*Stored data:*

%%

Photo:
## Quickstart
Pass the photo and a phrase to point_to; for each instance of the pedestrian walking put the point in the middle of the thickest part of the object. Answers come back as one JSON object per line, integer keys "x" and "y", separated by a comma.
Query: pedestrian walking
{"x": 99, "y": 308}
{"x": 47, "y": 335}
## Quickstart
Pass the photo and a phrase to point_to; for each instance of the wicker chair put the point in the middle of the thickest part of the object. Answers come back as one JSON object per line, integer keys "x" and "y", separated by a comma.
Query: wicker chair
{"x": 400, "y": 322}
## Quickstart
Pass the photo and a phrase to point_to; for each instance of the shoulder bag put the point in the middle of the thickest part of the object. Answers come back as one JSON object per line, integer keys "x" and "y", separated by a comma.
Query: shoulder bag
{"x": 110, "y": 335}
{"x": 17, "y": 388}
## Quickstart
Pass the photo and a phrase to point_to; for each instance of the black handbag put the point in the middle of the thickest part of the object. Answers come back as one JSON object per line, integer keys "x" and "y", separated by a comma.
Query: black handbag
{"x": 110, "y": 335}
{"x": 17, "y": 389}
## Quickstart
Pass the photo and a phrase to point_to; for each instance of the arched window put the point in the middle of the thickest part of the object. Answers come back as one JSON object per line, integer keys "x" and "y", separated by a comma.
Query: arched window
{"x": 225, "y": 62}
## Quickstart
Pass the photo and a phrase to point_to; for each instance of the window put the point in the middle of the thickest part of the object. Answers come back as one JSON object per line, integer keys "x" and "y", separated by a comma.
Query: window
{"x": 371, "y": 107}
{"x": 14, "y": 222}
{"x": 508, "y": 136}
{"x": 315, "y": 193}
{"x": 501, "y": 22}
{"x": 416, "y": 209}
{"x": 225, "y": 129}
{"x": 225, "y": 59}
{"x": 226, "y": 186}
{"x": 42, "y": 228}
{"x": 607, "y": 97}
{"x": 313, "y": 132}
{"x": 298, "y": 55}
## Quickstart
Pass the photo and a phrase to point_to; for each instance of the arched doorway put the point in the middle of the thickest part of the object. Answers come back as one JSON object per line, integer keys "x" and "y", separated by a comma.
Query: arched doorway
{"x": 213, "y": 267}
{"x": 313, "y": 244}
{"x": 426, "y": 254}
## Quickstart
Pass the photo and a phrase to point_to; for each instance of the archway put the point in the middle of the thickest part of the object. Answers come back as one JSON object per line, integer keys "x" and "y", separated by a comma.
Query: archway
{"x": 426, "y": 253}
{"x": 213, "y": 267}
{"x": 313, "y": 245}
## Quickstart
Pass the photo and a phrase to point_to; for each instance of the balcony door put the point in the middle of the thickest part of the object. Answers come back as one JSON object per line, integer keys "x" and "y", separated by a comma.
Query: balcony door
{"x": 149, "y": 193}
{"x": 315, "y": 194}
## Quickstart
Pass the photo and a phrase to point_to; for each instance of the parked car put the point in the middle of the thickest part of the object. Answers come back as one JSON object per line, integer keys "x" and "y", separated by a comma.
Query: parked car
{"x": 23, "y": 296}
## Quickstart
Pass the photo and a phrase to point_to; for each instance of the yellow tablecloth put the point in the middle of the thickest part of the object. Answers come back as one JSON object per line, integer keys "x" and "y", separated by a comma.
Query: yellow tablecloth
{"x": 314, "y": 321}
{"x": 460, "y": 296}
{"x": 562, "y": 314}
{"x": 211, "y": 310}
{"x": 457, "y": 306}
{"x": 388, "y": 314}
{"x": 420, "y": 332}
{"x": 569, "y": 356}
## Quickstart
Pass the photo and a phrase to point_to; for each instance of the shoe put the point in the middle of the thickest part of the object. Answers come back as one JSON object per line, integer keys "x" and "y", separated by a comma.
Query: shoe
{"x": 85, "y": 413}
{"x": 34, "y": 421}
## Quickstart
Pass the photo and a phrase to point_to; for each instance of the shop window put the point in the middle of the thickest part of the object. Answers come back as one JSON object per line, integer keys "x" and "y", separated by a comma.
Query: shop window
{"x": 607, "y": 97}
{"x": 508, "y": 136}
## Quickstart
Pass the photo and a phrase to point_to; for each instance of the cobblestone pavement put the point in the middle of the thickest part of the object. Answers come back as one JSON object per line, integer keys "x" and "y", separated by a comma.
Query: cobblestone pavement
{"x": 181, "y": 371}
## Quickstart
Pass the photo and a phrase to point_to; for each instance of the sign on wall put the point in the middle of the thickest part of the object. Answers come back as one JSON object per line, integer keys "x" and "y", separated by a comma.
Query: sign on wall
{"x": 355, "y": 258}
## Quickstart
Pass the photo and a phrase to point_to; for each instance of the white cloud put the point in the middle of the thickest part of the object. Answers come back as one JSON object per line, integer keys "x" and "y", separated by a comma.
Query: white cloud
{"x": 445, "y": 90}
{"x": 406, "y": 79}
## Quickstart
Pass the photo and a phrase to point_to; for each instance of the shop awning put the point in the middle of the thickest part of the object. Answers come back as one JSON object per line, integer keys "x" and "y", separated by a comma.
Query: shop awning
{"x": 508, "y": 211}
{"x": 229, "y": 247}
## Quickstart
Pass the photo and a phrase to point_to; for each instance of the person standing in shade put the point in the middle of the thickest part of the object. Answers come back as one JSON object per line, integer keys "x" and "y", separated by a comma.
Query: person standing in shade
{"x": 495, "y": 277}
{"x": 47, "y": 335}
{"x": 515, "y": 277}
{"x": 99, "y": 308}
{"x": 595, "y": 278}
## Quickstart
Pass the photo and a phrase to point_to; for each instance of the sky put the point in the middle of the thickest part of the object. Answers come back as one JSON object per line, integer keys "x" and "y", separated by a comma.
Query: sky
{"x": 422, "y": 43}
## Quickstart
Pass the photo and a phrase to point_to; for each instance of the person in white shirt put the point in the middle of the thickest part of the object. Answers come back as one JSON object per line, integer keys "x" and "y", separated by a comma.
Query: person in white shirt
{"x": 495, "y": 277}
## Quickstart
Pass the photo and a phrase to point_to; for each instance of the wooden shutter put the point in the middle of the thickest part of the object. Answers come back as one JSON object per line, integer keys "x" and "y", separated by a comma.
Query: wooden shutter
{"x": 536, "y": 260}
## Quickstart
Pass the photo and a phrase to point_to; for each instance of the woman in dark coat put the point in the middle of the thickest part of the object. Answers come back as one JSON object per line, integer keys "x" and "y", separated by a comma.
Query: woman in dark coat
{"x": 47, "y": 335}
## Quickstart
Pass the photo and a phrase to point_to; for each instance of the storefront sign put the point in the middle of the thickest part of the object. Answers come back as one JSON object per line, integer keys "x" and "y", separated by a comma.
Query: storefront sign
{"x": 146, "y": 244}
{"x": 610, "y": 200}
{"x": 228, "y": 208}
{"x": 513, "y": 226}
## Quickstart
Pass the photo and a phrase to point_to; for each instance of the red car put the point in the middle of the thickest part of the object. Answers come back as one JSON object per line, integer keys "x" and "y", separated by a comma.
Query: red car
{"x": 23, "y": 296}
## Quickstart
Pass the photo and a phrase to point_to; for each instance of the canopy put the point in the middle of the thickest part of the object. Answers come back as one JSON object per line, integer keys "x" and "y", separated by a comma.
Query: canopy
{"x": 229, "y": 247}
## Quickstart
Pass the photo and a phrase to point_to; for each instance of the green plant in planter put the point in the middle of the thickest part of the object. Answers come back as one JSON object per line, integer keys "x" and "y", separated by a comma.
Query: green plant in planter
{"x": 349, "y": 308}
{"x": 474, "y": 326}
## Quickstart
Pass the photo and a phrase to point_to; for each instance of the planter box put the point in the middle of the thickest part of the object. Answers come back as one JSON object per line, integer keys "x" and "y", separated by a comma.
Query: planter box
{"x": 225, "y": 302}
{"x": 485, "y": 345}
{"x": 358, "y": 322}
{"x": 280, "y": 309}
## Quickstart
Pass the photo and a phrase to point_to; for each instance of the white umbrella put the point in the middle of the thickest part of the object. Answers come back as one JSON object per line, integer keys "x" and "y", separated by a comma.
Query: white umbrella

%%

*Task prompt:* Take the line above containing "Query: parked car", the line containing "of the yellow", and all lines in between, and copy them exactly without anything else.

*Answer box:*
Query: parked car
{"x": 23, "y": 296}
## Quickstart
Pass the photo and a phrase to point_to; for each instance of the yellow tablecloth put the point in the middle of the thickest part of the object. Answers come back as one JSON object per line, integer keys "x" and "y", separated by a comma.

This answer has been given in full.